# [Description of the task]
Transcribe each record word for word. Skip the images.

# [Data in this exercise]
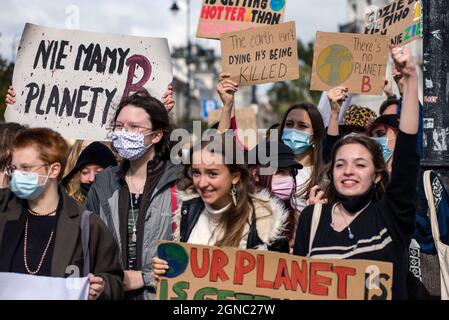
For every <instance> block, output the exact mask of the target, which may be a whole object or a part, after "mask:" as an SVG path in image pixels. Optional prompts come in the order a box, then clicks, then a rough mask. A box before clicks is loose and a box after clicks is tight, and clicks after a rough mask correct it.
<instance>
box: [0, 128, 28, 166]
mask: <svg viewBox="0 0 449 320" xmlns="http://www.w3.org/2000/svg"><path fill="white" fill-rule="evenodd" d="M23 130H25V127H24V126H22V125H21V124H18V123H14V122H10V123H0V170H2V171H4V170H5V169H6V166H7V165H8V164H9V163H10V162H11V147H12V143H13V141H14V138H15V137H16V136H17V135H18V134H19V133H20V132H22V131H23Z"/></svg>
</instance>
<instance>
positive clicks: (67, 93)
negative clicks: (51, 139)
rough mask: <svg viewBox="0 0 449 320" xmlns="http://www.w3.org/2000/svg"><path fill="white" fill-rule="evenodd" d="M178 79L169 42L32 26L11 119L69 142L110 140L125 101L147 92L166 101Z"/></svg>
mask: <svg viewBox="0 0 449 320" xmlns="http://www.w3.org/2000/svg"><path fill="white" fill-rule="evenodd" d="M172 78H173V75H172V65H171V58H170V52H169V48H168V42H167V40H166V39H162V38H146V37H134V36H125V35H112V34H102V33H93V32H84V31H76V30H60V29H53V28H47V27H42V26H38V25H33V24H28V23H27V24H26V25H25V29H24V31H23V34H22V39H21V41H20V46H19V51H18V53H17V60H16V65H15V69H14V76H13V86H14V88H15V91H16V99H17V102H16V104H15V105H14V106H11V107H8V108H7V110H6V113H5V118H6V120H7V121H9V122H19V123H22V124H27V125H29V126H31V127H49V128H52V129H54V130H56V131H58V132H59V133H61V134H62V135H63V136H64V137H65V138H72V139H85V140H98V141H102V140H108V139H107V135H108V128H109V126H110V124H111V119H112V116H113V114H114V112H115V110H116V108H117V106H118V104H119V103H120V100H121V99H122V97H126V96H128V95H129V94H131V93H133V92H137V91H142V90H146V91H147V92H148V93H150V94H151V95H152V96H154V97H156V98H158V99H161V98H162V94H163V93H164V91H165V90H167V86H168V84H169V83H170V82H171V81H172Z"/></svg>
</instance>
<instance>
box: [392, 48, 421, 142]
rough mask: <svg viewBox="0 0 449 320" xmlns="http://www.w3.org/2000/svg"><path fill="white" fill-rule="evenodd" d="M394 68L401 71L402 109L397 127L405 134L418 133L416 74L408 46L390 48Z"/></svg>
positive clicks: (399, 71)
mask: <svg viewBox="0 0 449 320" xmlns="http://www.w3.org/2000/svg"><path fill="white" fill-rule="evenodd" d="M391 56H392V58H393V61H394V64H395V69H396V70H397V71H398V72H400V73H401V75H402V80H403V94H402V111H401V122H400V124H399V129H400V130H401V131H402V132H404V133H407V134H416V133H418V125H419V101H418V76H417V74H416V65H415V62H414V61H413V56H412V54H411V51H410V49H409V48H408V47H403V48H395V47H392V48H391Z"/></svg>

# [Exercise solution]
For every <instance> block, output the exact mask of the target, which may be a whole object or a part, after "mask:" as an SVG path in image pixels. Optional prompts come in the order a box, then clicks, then a rough mask. A box before clicks is loose and a box after clicks is tight, and clicks after a rough mask correct it.
<instance>
box: [0, 128, 28, 166]
mask: <svg viewBox="0 0 449 320" xmlns="http://www.w3.org/2000/svg"><path fill="white" fill-rule="evenodd" d="M23 130H25V127H24V126H22V125H21V124H18V123H14V122H10V123H0V170H2V171H4V170H5V169H6V166H7V165H8V164H9V163H10V162H11V147H12V143H13V141H14V138H15V137H16V136H17V135H18V134H19V133H20V132H22V131H23Z"/></svg>
</instance>
<instance>
positive clicks: (67, 93)
negative clicks: (51, 139)
rough mask: <svg viewBox="0 0 449 320" xmlns="http://www.w3.org/2000/svg"><path fill="white" fill-rule="evenodd" d="M178 79L169 42L32 26L11 119L69 142L110 140L125 101L147 92L166 101Z"/></svg>
mask: <svg viewBox="0 0 449 320" xmlns="http://www.w3.org/2000/svg"><path fill="white" fill-rule="evenodd" d="M172 78H173V75H172V65H171V58H170V52H169V48H168V42H167V40H166V39H162V38H146V37H134V36H125V35H112V34H102V33H93V32H84V31H76V30H60V29H53V28H47V27H42V26H38V25H33V24H28V23H27V24H26V25H25V29H24V31H23V34H22V39H21V41H20V46H19V51H18V53H17V60H16V65H15V69H14V76H13V86H14V88H15V91H16V99H17V102H16V104H15V105H14V106H11V107H8V108H7V110H6V113H5V118H6V120H7V121H9V122H19V123H22V124H27V125H29V126H31V127H49V128H52V129H54V130H56V131H58V132H59V133H61V134H62V135H63V136H64V137H65V138H72V139H85V140H98V141H102V140H108V139H107V135H108V128H109V126H110V124H111V119H112V116H113V114H114V112H115V110H116V108H117V106H118V104H119V103H120V100H121V99H122V97H126V96H128V95H129V94H131V93H133V92H137V91H142V90H146V91H147V92H148V93H150V94H151V95H152V96H154V97H156V98H158V99H161V98H162V94H163V93H164V91H165V90H167V86H168V84H169V83H170V82H171V81H172Z"/></svg>
</instance>
<instance>
box: [392, 48, 421, 142]
rough mask: <svg viewBox="0 0 449 320" xmlns="http://www.w3.org/2000/svg"><path fill="white" fill-rule="evenodd" d="M394 68L401 71L402 109L397 127L405 134L418 133L416 74L408 46L390 48Z"/></svg>
positive clicks: (399, 71)
mask: <svg viewBox="0 0 449 320" xmlns="http://www.w3.org/2000/svg"><path fill="white" fill-rule="evenodd" d="M391 56H392V58H393V61H394V64H395V69H396V70H397V71H398V72H400V73H401V75H402V80H403V94H402V111H401V122H400V124H399V129H400V130H401V131H402V132H404V133H407V134H416V133H418V125H419V101H418V76H417V74H416V65H415V62H414V61H413V56H412V54H411V51H410V49H409V48H408V47H403V48H395V47H392V48H391Z"/></svg>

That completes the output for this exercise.